Data for processing

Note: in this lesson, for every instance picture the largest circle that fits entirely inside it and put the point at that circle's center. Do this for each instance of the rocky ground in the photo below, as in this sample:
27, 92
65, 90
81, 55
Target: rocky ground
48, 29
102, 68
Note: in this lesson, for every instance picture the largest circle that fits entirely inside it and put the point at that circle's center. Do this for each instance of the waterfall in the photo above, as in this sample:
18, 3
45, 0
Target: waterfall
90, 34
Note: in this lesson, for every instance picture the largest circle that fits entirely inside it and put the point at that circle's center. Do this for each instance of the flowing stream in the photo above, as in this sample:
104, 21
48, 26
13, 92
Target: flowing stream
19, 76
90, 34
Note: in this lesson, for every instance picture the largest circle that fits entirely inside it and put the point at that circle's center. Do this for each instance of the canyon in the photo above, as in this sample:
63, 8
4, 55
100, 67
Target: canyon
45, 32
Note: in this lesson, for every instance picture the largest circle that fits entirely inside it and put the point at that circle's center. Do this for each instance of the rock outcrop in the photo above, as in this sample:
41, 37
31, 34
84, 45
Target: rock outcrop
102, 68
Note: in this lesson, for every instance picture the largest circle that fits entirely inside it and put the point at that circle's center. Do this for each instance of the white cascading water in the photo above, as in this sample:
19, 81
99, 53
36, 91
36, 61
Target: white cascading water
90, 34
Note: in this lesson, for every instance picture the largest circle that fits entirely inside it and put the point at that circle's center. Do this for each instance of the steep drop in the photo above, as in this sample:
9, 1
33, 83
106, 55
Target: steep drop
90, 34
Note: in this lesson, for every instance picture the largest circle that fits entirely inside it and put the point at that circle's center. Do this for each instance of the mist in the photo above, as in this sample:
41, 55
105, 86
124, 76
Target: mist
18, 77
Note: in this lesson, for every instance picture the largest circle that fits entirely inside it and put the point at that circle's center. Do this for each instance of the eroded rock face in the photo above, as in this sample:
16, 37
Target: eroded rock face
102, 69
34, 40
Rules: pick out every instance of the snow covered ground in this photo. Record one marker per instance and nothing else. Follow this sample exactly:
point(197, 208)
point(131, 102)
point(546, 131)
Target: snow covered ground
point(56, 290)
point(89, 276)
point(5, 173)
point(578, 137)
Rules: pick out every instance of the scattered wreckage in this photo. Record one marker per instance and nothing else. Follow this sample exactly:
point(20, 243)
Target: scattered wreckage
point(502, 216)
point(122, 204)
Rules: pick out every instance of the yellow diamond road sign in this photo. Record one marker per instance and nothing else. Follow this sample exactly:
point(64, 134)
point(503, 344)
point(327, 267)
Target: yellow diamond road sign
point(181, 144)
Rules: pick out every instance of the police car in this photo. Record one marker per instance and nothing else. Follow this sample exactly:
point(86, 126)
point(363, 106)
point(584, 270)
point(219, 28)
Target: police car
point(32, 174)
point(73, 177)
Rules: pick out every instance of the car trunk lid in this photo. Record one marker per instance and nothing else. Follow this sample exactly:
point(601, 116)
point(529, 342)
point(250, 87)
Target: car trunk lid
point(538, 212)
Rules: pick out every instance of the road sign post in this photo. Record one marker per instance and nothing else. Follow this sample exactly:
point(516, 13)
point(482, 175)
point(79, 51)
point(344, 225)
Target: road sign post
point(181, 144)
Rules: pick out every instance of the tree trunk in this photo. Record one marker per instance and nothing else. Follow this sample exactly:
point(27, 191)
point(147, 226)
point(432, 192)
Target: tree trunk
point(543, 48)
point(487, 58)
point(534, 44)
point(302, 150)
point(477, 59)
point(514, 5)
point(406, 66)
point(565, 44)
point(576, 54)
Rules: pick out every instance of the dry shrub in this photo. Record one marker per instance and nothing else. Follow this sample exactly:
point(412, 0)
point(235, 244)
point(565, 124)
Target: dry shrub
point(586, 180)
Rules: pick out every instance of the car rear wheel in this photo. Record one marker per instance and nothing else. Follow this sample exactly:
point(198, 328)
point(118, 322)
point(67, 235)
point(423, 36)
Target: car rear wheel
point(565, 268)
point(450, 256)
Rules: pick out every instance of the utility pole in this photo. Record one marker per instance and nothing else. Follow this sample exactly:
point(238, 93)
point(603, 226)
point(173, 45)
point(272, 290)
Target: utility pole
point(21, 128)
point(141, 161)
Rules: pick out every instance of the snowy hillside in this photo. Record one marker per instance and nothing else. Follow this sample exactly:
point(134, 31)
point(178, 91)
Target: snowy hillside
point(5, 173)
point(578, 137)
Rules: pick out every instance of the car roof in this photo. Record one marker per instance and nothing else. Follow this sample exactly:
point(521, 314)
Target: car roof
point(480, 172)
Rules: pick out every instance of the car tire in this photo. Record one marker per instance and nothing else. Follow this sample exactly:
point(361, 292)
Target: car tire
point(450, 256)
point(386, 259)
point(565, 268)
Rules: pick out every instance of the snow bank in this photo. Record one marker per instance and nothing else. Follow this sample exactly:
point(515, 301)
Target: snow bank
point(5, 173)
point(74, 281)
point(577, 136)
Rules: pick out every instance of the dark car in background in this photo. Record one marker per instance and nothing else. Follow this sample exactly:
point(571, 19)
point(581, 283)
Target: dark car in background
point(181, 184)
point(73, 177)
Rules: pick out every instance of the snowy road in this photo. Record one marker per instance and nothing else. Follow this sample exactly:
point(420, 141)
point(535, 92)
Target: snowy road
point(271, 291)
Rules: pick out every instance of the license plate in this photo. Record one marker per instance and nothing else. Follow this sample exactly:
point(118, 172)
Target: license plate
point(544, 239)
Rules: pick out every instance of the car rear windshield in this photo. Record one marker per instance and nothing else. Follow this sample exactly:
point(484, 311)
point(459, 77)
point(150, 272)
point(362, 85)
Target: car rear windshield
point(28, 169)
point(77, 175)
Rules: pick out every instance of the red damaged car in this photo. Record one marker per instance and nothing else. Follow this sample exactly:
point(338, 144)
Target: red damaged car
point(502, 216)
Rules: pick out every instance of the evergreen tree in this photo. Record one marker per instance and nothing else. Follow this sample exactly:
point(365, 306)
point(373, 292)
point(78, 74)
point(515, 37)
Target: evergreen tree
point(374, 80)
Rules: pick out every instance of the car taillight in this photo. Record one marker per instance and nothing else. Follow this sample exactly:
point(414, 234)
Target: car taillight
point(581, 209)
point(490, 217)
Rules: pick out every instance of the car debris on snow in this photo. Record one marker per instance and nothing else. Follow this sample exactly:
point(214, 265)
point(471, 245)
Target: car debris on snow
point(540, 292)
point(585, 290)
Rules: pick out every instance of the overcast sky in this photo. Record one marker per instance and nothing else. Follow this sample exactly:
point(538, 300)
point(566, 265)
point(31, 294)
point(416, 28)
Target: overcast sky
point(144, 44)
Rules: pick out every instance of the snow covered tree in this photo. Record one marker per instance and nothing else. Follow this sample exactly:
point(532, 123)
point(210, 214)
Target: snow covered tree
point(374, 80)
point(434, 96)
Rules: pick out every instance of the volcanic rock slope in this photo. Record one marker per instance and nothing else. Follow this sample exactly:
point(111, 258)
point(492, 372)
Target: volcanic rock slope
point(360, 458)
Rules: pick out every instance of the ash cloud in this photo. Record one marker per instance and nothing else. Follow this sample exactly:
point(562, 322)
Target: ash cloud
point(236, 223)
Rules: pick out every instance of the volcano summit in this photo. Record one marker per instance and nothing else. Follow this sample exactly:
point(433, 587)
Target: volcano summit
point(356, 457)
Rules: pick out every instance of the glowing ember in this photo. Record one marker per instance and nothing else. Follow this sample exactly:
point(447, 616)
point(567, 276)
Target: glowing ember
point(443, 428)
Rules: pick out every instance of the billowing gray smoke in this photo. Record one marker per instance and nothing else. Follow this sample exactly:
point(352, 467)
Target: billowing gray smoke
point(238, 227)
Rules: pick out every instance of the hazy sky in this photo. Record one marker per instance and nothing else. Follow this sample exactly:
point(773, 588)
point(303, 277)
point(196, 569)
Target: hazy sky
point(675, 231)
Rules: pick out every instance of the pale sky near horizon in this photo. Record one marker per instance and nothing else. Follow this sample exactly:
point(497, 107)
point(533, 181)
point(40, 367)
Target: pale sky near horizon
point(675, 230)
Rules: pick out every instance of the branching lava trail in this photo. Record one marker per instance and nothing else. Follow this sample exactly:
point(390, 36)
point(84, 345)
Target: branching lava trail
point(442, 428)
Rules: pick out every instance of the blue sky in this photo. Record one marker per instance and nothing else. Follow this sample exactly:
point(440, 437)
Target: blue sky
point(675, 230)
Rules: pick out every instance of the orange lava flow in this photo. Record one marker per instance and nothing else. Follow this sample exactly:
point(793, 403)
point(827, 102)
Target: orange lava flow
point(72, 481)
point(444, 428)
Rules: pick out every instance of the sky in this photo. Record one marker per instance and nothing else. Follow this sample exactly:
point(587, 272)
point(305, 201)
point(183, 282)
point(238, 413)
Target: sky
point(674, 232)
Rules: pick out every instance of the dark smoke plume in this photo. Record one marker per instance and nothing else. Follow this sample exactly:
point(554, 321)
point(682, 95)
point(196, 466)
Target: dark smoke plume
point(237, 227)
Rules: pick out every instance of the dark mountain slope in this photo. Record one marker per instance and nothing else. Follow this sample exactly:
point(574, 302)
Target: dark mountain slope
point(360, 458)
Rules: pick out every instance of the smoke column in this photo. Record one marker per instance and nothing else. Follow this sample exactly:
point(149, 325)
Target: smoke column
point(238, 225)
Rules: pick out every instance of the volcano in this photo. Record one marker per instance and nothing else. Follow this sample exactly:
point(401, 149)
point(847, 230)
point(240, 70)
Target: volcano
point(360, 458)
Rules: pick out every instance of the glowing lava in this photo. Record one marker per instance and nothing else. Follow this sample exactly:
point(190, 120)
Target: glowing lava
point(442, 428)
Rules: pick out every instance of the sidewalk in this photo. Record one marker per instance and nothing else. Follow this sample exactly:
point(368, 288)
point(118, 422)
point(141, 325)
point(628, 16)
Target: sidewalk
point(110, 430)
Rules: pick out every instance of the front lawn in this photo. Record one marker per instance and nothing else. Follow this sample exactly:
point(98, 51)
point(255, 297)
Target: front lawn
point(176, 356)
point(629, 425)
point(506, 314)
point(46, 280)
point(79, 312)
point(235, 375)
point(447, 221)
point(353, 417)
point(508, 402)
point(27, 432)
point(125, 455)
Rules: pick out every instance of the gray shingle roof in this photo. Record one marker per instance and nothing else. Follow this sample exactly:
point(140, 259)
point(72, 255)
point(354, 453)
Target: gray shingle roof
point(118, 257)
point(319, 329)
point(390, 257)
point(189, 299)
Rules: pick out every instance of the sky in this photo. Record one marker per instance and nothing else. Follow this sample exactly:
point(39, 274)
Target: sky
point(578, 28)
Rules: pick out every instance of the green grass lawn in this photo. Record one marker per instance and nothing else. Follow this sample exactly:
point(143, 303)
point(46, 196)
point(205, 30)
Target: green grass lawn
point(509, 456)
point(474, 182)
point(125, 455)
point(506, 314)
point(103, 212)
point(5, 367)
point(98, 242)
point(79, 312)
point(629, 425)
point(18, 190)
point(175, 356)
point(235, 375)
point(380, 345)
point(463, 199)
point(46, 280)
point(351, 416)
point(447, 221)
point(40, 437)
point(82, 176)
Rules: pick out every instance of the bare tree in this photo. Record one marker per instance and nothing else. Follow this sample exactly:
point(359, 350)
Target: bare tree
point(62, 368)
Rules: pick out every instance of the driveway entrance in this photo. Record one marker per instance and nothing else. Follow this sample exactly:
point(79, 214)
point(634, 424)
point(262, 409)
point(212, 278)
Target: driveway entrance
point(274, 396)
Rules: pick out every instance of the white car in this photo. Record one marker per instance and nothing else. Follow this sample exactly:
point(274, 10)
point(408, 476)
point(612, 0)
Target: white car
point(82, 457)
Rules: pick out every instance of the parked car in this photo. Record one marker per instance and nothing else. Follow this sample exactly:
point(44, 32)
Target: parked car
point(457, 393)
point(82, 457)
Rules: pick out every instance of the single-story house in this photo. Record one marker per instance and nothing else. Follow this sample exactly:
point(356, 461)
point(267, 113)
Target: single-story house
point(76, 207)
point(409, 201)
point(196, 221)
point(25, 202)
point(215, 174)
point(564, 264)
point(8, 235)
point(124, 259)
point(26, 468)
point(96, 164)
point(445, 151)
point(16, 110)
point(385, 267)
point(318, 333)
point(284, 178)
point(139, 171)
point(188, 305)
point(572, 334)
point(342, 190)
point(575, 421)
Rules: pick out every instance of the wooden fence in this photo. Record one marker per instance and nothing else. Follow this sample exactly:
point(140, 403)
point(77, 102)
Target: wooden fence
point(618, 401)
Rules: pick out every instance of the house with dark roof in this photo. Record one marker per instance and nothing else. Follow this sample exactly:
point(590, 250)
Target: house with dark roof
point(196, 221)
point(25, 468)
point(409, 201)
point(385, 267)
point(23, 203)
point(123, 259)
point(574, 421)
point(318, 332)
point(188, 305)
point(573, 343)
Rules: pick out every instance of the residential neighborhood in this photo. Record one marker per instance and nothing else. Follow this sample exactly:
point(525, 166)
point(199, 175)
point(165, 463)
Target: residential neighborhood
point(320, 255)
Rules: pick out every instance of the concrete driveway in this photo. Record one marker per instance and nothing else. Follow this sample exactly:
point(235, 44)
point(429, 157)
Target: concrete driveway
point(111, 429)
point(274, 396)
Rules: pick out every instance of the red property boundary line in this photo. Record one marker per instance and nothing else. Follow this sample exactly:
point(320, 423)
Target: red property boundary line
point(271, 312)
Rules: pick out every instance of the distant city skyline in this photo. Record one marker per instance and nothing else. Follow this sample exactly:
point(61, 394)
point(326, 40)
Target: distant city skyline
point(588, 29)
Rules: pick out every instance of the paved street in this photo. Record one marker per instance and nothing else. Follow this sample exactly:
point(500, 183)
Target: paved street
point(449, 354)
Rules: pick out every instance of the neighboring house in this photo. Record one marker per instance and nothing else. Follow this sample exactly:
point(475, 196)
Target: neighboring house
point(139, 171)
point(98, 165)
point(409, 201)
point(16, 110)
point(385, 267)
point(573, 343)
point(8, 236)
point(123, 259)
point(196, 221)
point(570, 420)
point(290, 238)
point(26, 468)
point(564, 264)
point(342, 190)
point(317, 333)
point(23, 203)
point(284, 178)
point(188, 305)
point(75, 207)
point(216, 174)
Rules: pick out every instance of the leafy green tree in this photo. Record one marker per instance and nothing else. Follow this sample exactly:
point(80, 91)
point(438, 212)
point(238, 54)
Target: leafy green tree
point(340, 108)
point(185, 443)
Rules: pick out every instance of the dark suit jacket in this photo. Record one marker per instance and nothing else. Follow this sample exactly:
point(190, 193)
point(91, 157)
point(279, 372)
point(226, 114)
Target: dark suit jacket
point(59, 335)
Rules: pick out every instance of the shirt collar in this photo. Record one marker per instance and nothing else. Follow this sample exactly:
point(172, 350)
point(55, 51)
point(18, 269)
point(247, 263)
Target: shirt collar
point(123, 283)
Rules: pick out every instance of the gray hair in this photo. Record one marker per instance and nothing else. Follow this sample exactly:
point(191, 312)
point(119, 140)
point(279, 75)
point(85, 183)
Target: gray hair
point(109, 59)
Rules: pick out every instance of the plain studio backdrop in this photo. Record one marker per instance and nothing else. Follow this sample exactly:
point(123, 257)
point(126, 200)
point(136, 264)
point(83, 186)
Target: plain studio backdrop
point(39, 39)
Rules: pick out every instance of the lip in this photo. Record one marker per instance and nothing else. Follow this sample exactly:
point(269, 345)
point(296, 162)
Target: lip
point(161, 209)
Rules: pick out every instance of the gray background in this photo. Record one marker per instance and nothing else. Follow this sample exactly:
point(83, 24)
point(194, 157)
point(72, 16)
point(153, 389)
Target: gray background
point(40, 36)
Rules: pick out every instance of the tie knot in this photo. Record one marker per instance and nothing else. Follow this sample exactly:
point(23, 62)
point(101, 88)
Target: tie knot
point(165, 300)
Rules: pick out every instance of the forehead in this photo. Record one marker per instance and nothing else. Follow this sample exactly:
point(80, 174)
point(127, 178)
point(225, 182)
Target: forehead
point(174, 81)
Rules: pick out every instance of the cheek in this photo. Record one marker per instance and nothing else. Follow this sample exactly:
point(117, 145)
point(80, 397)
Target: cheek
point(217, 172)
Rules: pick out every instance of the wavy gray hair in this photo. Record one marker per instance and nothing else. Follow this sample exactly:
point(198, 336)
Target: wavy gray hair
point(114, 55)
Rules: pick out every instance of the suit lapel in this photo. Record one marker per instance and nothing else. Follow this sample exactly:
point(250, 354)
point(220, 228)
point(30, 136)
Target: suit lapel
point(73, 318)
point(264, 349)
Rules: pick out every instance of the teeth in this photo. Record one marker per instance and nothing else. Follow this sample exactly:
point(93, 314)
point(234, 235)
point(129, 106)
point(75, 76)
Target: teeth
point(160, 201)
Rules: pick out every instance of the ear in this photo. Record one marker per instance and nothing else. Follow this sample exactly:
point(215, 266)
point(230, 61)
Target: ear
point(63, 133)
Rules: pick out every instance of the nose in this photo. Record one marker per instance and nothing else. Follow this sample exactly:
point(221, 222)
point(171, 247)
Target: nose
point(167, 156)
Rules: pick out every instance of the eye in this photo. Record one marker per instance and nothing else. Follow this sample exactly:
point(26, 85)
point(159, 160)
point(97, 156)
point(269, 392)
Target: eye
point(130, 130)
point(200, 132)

Exercise task
Give back, unchanged, every line from the one with "Rules: pick out every instance of the teeth" to the end of the entries above.

Task output
Rules: pick out every instance of the teeth in this photo. Record one marker per instance and nothing else. Follow this sample exactly:
point(93, 314)
point(234, 235)
point(129, 106)
point(75, 76)
Target: teeth
point(160, 201)
Rules: pick out every instance of the ear in this photo. Record one marker per instance and nothing else. Follow this sample exactly:
point(215, 266)
point(230, 61)
Target: ear
point(63, 133)
Rules: pick out every instance of the nose in this photo. Record one marker per instance and nothing else. Follow this sample exactly:
point(221, 222)
point(171, 247)
Target: nose
point(167, 156)
Rules: pick out every instance of the eye in this photo. Record one marker per instance and nothing else. Follow this sample exactly:
point(26, 85)
point(159, 160)
point(97, 156)
point(269, 392)
Target: eye
point(130, 130)
point(200, 132)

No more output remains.